◆ **Set problem**
Please scale every coordinate in the answers of the lines below by 1.35, rounding to whole numbers with halves going up, and write all the lines out again, requests included, with the pictures omitted.

===== Material provided

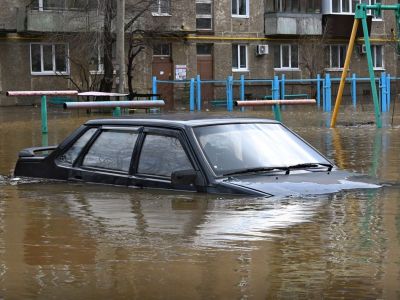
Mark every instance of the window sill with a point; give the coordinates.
(241, 16)
(96, 72)
(49, 73)
(240, 70)
(161, 14)
(287, 69)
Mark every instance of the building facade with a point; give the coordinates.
(58, 44)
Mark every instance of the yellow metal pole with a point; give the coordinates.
(344, 73)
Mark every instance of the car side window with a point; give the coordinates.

==========

◆ **Worked answer**
Mark every instance of the window sill with a point; give the coordinates.
(325, 22)
(130, 97)
(66, 99)
(324, 95)
(217, 19)
(387, 93)
Mark every instance of the building facade with a point; give the coordinates.
(78, 59)
Mark every instance of the yellow metal pole with a point; give the coordinates.
(464, 99)
Mark every instance of the car side window with a point; give the coordinates.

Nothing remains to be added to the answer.